El Paso

El Paso Elects Former Mayor, Defeating Incumbent in Runoff

Ryan Miller/Getty Images

FILE: Oscar Leeser, Chairman of Hyundai Hope on Wheels speaks during Hyundai Hope on Wheels handprint and grant ceremony to benefit Children’s Hospital Los Angeles at Dodger Stadium on May 1, 2011 in Los Angeles, California. Leeser served as El Paso mayor from 2013-17 and was re-elected in a runoff Saturday, defeating incumbent Mayor Dee Margo.

El Paso residents have elected a new mayor, handing a defeat to incumbent Mayor Dee Margo in favor of his predecessor, Oscar Leeser, in a runoff race defined by the city's coronavirus crisis.

Leeser, who was mayor of the West Texas city on the Mexican border from 2013 through 2017, won with an overwhelming 82% of the vote, according to El Paso County's unofficial tally. He finished first among six mayoral candidates in November, but with less than 50%, forcing Saturday's runoff.

Leeser pledged Saturday night to bring together the city that has been battered in recent years by overcrowded migrants at the border, a mass shooting at a Walmart and the economic and health crisis brought on by the coronavirus.

"We're going to unite our voice and we're going to have a plan to make sure our community feels we no longer have a crisis," Leeser, standing by his wife, told KVIA-TV. "I look forward to really starting tomorrow morning."

Mayoral races in El Paso are nonpartisan, but Margo, a businessman and former state legislator, identifies as a Republican. Leeser, president of a Hyundai dealership, is a Democrat.

Margo said in a concession speech Saturday that he believes no mayor has had to deal with the array of calamity he's faced in the last two years.

"I am hopeful that it will be recognized that I did the best I could to lead on behalf of the community through these three crises including the one we are still going through which is this pandemic," Margo told the El Paso Times.

Leeser will be sworn in in early January, a city official told the Times, although a date has not been set for the ceremony.

□ □ □ □

- **EXERCISE**
Reproduce everything in the El Paso mayoral runoff article from "El Paso Elects" down to "Mayor Dee Margo.".

□ □ □ □

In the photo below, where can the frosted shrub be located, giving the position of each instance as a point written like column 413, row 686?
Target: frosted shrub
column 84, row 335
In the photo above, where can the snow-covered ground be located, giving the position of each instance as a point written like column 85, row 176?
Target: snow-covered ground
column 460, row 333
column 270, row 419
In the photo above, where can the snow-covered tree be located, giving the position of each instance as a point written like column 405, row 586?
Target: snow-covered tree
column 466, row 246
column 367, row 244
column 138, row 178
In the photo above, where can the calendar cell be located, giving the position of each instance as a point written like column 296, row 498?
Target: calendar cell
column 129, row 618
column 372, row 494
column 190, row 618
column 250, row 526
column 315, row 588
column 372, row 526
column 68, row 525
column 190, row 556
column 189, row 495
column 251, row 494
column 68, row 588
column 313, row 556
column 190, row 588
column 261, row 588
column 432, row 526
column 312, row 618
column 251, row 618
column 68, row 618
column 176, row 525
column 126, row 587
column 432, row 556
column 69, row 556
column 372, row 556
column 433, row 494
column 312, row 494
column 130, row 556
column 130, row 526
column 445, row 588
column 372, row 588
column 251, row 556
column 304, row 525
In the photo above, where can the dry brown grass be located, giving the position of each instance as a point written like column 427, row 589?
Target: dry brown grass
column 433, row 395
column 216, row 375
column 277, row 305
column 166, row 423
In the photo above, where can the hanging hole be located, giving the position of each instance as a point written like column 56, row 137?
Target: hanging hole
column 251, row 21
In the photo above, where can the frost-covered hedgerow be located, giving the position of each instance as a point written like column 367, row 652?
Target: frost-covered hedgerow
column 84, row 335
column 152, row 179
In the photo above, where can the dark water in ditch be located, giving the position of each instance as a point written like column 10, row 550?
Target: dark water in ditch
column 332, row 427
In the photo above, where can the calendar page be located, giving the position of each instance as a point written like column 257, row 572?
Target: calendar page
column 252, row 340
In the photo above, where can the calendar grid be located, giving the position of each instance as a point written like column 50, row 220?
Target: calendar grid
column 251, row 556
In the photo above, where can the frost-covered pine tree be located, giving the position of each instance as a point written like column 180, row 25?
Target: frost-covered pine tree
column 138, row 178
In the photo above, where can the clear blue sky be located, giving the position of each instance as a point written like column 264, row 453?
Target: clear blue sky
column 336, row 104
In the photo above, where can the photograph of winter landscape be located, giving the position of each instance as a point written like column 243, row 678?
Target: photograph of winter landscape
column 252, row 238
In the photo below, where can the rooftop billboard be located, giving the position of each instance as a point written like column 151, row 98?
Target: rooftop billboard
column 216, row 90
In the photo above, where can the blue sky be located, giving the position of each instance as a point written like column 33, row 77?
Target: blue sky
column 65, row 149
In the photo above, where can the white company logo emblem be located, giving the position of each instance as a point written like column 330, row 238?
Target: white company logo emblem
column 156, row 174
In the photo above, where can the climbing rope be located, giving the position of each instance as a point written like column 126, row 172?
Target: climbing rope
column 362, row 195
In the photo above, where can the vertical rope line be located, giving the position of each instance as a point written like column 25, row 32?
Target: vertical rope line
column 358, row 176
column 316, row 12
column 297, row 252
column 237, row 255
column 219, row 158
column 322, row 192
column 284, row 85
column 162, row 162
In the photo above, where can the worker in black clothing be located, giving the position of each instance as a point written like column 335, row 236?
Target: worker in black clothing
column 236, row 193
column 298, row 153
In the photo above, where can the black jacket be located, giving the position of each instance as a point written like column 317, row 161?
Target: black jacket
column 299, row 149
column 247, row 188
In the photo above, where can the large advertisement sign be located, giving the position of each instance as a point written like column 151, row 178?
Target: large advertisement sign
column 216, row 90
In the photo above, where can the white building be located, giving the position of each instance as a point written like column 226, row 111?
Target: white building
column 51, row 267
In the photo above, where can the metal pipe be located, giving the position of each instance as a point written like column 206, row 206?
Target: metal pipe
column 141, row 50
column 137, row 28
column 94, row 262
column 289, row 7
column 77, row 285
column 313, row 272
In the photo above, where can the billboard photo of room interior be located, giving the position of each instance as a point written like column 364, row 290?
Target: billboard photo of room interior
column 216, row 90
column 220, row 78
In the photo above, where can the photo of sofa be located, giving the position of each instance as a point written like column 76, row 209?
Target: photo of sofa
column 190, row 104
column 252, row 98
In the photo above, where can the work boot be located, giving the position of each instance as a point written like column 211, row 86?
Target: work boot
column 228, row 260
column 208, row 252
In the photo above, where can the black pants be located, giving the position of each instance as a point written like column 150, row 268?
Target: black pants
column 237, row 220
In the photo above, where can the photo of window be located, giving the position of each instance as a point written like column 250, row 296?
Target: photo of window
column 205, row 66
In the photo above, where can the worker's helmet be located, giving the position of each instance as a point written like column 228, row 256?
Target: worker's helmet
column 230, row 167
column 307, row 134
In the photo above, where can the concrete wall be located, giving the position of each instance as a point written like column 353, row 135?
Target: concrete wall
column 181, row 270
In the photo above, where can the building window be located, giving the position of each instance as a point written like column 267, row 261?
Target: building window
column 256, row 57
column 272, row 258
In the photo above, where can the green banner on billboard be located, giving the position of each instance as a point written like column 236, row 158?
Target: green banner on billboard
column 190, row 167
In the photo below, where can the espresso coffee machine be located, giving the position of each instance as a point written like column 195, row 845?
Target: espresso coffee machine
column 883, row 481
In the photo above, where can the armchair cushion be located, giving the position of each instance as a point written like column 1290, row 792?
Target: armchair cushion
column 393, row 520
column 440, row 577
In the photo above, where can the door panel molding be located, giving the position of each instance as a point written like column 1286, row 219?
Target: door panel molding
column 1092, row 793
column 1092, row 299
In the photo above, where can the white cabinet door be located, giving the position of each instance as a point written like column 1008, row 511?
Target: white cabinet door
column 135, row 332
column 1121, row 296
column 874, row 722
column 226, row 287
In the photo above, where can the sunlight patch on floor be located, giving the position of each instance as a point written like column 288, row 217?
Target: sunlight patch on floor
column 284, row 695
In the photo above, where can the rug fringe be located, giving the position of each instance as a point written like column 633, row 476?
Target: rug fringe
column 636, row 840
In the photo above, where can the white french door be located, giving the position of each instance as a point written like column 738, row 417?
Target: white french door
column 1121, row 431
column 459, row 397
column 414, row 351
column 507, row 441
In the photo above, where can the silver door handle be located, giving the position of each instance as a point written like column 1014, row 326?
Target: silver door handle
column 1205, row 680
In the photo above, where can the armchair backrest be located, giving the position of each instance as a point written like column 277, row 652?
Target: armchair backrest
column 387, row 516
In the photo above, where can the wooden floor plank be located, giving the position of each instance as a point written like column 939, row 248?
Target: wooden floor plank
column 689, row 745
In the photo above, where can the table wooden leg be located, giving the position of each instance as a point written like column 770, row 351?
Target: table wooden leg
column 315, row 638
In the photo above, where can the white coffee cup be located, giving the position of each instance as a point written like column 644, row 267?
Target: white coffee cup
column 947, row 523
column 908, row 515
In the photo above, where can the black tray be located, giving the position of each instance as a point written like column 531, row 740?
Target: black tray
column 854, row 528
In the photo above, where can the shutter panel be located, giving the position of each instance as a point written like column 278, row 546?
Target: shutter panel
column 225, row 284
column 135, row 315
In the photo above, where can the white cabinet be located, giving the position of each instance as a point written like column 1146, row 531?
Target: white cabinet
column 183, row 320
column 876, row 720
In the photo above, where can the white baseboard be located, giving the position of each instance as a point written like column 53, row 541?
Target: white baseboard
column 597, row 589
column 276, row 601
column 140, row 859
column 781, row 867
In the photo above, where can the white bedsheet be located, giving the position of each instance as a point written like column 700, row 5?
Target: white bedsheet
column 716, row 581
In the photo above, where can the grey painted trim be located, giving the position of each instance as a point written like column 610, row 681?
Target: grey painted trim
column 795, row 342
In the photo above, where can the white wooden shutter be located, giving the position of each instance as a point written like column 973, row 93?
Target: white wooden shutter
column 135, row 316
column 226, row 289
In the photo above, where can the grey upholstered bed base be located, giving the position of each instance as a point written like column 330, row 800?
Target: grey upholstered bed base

□ □ □ □

- **OUTPUT BELOW**
El Paso Elects Former Mayor, Defeating Incumbent in Runoff

Ryan Miller/Getty Images

FILE: Oscar Leeser, Chairman of Hyundai Hope on Wheels speaks during Hyundai Hope on Wheels handprint and grant ceremony to benefit Children’s Hospital Los Angeles at Dodger Stadium on May 1, 2011 in Los Angeles, California. Leeser served as El Paso mayor from 2013-17 and was re-elected in a runoff Saturday, defeating incumbent Mayor Dee Margo.